* **TO DO**: Your answer should consist of the lines in the following data that contain "queried".

* **EXCERPTED DATA**:
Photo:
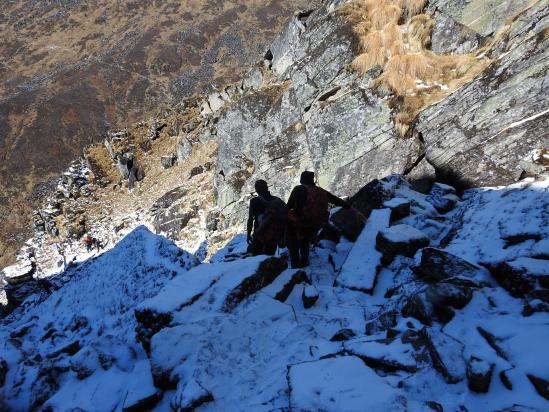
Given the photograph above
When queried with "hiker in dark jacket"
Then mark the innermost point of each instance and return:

---

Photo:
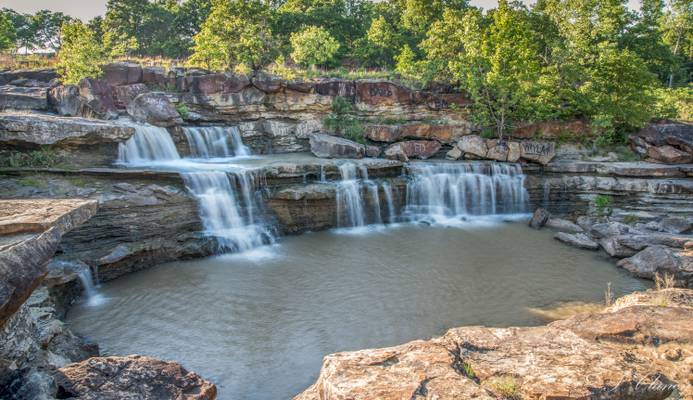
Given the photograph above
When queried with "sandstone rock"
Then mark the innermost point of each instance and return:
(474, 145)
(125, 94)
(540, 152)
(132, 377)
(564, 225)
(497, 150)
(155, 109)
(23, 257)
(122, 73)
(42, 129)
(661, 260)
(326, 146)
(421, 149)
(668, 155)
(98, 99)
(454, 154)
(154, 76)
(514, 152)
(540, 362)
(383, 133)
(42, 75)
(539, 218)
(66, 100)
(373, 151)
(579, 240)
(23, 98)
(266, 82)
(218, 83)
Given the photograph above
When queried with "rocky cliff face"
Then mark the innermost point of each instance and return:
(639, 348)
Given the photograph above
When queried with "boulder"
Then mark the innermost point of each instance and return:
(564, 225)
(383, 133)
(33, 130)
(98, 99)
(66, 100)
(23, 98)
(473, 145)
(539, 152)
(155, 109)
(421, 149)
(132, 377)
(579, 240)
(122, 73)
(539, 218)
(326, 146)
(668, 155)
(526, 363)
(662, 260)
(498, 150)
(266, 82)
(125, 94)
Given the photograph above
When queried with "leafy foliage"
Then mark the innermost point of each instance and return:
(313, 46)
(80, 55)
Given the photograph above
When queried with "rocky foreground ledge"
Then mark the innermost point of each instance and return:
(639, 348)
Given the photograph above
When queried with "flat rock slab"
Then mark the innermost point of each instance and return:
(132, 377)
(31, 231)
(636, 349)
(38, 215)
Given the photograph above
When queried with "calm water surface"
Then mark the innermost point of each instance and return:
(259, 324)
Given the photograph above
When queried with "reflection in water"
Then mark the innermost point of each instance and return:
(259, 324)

* **FINISHED EXERCISE**:
When queried with "hiker in dark jacket"
When queried with "sandstone rock"
When queried with "rocky cliff face"
When queried with "boulder"
When queried with "leafy foliage"
When queried with "rocky foreground ledge"
When queried with "flat rock slab"
When queried with "calm water surface"
When queried with "reflection in water"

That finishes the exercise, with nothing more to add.